- **YOUR OBJECTIVE**
Answer these questions from the Elasticsearch development page:
1. Starting with which Archivematica version is AIP package information indexed using Elasticsearch?
2. In Archivematica 1.9.0, Elasticsearch version support was upgraded from which version to which?
3. How many items does the wildcard search example retrieve?

- **DOCUMENT SEGMENT**
+ + + + +
Elasticsearch Development

From Archivematica
Revision as of 12:24, 15 February 2019 by Jraddaoui (talk | contribs)
(diff) ← Older revision | Latest revision (diff) | Newer revision → (diff)
Jump to navigation Jump to search

From Archivematica 0.9, AIP package information, such as METS data, is indexed using Elasticsearch (ES). This data can be searched from the Archival Storage area of the dashboard or can be interfaced with programmatically. For Elasticsearch administration information, such as how to delete an Elasticsearch index, please reference the administrator manual.

NB. From Archivematica 1.7.0, users are given the option of whether to index information using Elasticsearch, and so the information below might not work. It will be dependant on how your Archivematica instance has been configured.

NB. In Archivematica 1.9.0, the Elasticsearch version support has been upgraded from ES 1.x to the 6.x version. Check this page if you're running that Archivematica version or higher.

Programmatic Access to indexed AIP data

To access indexed AIP data using a custom script or application, find an Elasticsearch API (Application Programming Interface) library for the programming language you are most comfortable with. In Archivematica we use Python with the Elasticsearch supported library. In our developer documentation, we will demonstrate how to use this and Python to access AIP data, but any programming language, such as PHP and Elastica, should work.

A list of officially supported and community supported libraries can be found on the Elasticsearch website.

Connecting to Elasticsearch (Archivematica 1.3+)

The following example will demonstrate access to the indexes using Elasticsearch's own Python library.

Importing the Elasticsearch API module

The first step is to import the Elasticsearch module and connect to the Elasticsearch server.

from __future__ import print_function
import sys

from elasticsearch import Elasticsearch
from elasticsearch.exceptions import RequestError, NotFoundError

conn = Elasticsearch(['127.0.0.1:9200'])

NB. The additional module imports are used in this example so that the examples below can be copied-and-pasted as desired.

Full text searching

Once connected to Elasticsearch, you can perform searches. Below is the code needed to do a wildcard ('*') search for all indexed AIP files. We retrieve the first 20 items. Instead of providing a wildcard you could also supply keywords, such as a specific AIP UUID.

start_page = 1
items_per_page = 20

# ref: string query, https://git.io/vhgUw
wildcard_query =   { "query": {
   "query_string" : {
   "query": "*",
   },
}}

try:
   results = conn.search(
      body=wildcard_query,
      index="aips",
      doc_type="aip",
      from_=start_page - 1,
      size=items_per_page,
   )
except RequestError:
   print("Query error")
   sys.exit()
except NotFoundError:
   print("No results found")
   sys.exit()

There are a number of ways to construct Elasticsearch queries. The Elasticsearch website provides useful reference material: Elasticsearch Full Text Queries.

Querying for specific data

While the string query-type is good for broad searches, you may want to narrow a search down to a specific field of data to reduce false positives. Below is an example of searching documents, using a "term" query to match criteria within specific data.
+ + + + +
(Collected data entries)
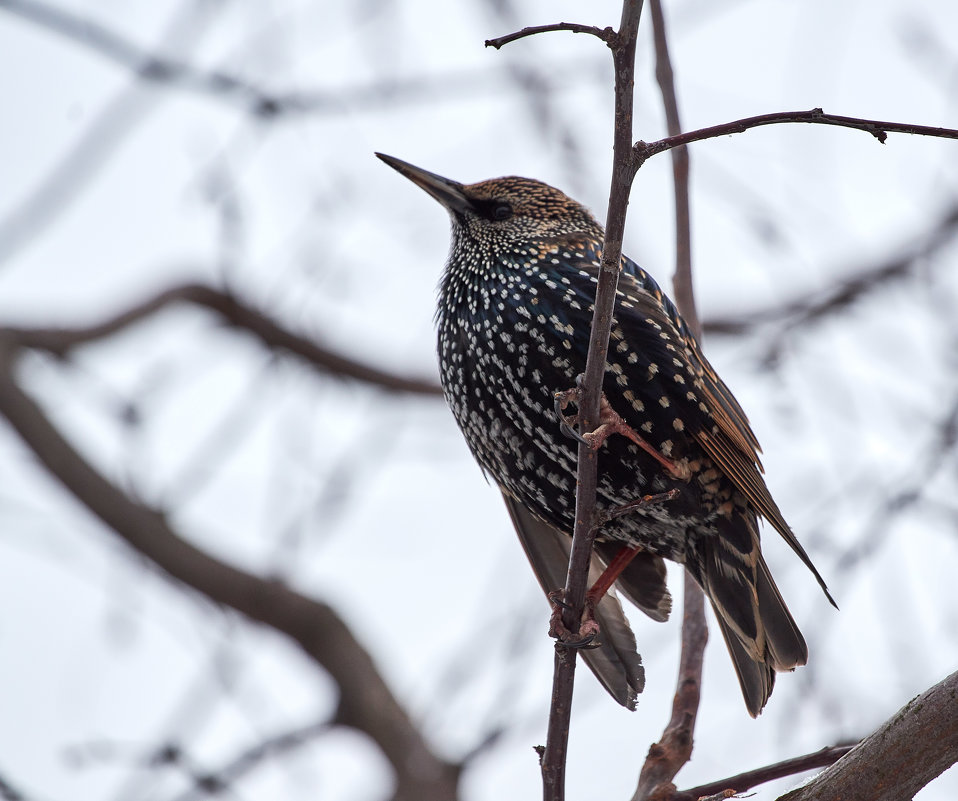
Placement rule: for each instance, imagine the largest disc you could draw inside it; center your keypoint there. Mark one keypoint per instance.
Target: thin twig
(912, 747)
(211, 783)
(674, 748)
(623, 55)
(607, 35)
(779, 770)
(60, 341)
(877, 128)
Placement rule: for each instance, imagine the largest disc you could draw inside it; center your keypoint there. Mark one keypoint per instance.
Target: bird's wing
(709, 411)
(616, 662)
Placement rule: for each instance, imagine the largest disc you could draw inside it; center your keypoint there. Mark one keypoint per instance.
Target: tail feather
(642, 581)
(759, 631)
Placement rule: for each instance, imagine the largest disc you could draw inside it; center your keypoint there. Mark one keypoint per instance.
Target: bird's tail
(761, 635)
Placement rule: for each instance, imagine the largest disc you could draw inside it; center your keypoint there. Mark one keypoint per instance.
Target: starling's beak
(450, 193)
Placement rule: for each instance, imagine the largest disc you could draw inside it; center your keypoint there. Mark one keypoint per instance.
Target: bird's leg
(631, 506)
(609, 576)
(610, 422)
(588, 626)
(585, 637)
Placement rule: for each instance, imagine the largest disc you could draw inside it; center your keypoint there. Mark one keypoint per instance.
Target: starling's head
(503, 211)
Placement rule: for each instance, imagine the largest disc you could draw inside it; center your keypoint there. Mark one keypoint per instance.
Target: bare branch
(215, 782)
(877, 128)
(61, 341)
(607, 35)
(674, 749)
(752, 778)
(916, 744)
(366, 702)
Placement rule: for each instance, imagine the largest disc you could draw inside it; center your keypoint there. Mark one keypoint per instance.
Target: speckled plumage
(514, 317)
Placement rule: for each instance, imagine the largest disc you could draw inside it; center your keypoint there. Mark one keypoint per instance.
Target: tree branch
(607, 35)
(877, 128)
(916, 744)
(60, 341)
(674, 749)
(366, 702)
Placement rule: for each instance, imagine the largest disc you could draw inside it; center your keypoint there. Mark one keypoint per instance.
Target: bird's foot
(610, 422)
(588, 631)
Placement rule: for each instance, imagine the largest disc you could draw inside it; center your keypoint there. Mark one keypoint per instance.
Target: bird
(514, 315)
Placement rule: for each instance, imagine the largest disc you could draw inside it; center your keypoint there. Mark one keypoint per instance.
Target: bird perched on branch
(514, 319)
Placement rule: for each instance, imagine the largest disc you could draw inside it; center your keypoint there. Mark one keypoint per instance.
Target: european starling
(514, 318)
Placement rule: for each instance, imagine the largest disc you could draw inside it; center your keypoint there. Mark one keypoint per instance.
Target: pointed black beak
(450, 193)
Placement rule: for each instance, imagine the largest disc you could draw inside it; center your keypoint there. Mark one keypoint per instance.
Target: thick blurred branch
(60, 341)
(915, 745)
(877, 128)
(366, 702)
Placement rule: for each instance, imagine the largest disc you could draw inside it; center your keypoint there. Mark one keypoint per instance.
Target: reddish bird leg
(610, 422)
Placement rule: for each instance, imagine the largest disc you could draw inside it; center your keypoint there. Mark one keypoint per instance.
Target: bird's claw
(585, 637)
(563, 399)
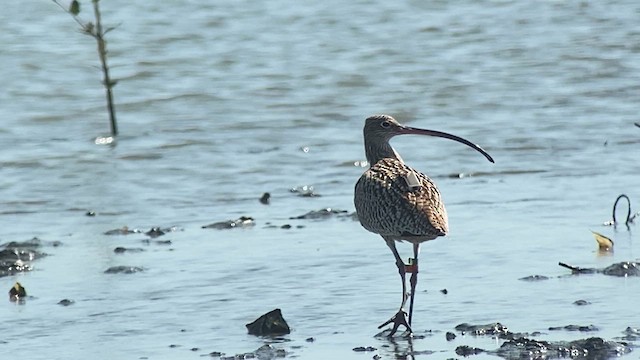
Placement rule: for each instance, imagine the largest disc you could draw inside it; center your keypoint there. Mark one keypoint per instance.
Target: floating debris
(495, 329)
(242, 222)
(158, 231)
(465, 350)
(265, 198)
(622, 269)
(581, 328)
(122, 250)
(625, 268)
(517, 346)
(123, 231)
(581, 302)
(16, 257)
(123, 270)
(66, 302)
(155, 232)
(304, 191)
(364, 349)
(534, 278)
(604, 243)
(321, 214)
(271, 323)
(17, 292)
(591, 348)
+ + + + +
- **OUTPUT OF THE TASK**
1. Archivematica 0.9
2. From ES 1.x to the 6.x version
3. The first 20 items